» Your task: Quote the lines of the data below word for word, starting at the line that contains "Target: fish tail fin" and ending with the last line of the data.

» Raw records:
□ □ □

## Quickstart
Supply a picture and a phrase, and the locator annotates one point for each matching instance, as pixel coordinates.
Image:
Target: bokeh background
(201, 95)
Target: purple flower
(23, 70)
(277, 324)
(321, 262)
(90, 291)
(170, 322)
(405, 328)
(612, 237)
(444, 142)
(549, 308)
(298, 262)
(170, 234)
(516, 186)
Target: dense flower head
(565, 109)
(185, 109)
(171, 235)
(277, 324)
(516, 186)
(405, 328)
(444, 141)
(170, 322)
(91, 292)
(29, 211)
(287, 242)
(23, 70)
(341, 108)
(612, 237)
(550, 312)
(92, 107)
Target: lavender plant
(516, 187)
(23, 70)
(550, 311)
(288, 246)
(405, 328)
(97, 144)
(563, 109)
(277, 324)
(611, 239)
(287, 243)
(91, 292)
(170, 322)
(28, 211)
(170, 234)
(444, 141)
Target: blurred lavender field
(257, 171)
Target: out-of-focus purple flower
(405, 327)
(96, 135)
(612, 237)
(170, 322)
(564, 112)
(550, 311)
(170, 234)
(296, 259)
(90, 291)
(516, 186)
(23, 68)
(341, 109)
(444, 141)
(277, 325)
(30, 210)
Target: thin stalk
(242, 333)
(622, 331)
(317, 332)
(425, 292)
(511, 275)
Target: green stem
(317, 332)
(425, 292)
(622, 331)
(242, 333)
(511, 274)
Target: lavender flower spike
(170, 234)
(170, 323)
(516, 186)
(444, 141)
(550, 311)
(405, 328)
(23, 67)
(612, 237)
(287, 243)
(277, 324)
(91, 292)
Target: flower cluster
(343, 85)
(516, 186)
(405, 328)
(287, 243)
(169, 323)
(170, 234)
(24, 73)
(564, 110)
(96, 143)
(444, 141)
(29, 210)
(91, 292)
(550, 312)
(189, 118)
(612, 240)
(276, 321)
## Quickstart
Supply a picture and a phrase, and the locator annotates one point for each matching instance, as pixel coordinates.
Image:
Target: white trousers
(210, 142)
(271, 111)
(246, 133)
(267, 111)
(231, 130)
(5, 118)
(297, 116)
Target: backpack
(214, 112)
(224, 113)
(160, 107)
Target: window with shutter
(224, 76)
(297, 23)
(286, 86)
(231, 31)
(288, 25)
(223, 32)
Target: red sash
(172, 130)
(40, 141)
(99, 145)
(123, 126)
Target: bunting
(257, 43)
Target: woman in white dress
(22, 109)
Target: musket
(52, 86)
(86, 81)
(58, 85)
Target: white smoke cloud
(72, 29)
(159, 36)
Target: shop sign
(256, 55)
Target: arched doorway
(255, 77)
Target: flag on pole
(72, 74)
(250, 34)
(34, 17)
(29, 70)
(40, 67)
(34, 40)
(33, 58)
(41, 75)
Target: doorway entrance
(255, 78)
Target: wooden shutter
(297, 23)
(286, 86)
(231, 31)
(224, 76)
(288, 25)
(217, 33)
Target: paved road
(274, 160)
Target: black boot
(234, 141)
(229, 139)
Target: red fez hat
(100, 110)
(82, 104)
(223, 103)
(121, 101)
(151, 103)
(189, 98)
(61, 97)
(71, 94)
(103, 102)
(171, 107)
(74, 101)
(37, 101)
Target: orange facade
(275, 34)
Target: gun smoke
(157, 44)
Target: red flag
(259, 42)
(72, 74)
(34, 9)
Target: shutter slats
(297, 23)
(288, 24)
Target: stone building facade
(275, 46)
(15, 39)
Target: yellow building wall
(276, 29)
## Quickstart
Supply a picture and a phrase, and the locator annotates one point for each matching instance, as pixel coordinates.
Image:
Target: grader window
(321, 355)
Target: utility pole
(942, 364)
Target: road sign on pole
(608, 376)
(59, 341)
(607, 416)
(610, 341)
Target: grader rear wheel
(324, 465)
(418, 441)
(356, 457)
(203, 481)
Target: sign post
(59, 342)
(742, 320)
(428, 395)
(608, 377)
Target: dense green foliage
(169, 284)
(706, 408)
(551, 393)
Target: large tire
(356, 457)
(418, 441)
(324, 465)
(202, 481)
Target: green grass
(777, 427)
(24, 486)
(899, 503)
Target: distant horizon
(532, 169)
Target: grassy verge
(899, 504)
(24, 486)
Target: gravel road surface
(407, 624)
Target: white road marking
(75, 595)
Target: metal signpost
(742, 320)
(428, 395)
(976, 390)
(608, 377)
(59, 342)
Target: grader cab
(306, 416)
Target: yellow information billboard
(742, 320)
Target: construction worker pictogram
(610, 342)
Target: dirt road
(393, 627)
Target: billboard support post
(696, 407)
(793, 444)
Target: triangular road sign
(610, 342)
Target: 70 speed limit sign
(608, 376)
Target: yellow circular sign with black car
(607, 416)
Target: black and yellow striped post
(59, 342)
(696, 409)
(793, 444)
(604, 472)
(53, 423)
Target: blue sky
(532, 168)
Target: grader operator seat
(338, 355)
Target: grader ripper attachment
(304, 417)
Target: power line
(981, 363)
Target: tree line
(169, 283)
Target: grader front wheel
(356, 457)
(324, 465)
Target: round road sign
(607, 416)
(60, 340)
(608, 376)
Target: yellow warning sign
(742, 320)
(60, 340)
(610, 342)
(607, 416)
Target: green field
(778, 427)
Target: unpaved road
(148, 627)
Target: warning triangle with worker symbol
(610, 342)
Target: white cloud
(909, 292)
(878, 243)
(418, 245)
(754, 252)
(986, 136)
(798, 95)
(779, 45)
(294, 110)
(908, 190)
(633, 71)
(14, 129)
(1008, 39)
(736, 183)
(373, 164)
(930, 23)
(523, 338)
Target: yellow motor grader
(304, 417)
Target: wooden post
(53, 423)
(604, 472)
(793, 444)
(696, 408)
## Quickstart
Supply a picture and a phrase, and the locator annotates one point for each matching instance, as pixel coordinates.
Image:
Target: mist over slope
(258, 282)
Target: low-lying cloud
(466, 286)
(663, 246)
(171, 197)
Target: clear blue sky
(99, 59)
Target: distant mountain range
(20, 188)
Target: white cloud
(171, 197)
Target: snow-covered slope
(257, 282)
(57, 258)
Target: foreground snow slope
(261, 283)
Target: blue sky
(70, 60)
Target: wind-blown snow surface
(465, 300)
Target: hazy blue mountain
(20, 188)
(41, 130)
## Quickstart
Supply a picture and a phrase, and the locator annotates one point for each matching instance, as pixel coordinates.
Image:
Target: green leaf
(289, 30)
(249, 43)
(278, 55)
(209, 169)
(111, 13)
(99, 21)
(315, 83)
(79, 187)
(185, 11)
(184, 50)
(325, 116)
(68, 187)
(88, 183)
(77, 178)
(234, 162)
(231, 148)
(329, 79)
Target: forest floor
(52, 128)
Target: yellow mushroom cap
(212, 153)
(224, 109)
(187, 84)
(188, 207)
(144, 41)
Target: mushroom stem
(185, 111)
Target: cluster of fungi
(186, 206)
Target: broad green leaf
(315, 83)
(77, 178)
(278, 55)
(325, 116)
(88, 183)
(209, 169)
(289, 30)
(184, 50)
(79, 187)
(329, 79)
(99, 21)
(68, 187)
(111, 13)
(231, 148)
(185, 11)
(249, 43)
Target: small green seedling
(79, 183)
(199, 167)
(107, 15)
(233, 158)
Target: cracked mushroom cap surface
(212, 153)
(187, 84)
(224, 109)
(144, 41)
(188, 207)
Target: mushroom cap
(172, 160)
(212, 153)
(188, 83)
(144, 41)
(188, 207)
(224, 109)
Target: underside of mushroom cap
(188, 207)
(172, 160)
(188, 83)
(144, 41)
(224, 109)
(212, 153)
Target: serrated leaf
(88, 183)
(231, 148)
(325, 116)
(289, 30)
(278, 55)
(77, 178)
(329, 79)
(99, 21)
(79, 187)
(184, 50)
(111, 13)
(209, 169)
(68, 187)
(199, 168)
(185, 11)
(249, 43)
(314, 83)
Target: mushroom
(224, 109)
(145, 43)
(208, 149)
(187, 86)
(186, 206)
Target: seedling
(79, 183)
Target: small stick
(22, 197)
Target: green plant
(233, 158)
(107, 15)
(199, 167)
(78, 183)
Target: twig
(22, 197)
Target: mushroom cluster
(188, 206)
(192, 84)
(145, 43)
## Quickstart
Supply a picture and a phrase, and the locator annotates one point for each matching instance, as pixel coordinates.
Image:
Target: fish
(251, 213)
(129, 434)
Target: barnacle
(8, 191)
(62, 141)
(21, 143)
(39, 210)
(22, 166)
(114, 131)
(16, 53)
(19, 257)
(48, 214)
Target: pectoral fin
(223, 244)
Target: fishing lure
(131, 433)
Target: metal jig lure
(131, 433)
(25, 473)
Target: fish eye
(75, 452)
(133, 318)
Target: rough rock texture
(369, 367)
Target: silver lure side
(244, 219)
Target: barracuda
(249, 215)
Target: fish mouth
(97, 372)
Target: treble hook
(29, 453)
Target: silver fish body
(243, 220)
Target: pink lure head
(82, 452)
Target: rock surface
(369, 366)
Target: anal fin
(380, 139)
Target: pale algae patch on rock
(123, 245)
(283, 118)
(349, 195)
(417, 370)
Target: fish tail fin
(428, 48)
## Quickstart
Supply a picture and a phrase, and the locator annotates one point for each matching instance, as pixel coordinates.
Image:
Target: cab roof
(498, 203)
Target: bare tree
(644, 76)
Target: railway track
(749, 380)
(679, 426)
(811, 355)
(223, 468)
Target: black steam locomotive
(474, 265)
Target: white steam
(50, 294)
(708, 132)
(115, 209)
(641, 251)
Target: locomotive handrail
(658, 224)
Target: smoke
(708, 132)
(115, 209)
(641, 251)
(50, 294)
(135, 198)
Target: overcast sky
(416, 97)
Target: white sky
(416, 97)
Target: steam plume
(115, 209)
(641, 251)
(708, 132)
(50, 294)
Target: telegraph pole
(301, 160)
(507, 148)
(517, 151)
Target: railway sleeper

□ □ □

» Reply to the task:
Target: fish tail fin
(428, 48)
## Quickstart
Supply a picture and a phrase, and the locator annotates one point for each matching instance, as pixel coordinates.
Image:
Target: cab roof
(498, 203)
Target: bare tree
(644, 76)
Target: railway track
(749, 380)
(679, 426)
(811, 355)
(223, 468)
Target: black steam locomotive
(474, 265)
Target: white steam
(50, 294)
(708, 132)
(115, 209)
(641, 251)
Target: locomotive handrail
(658, 224)
Target: smoke
(708, 132)
(115, 209)
(641, 251)
(50, 294)
(135, 198)
Target: overcast sky
(416, 97)
Target: white sky
(416, 97)
Target: steam plume
(115, 209)
(641, 251)
(708, 132)
(50, 294)
Target: telegraph pole
(301, 160)
(507, 148)
(517, 151)
Target: railway sleeper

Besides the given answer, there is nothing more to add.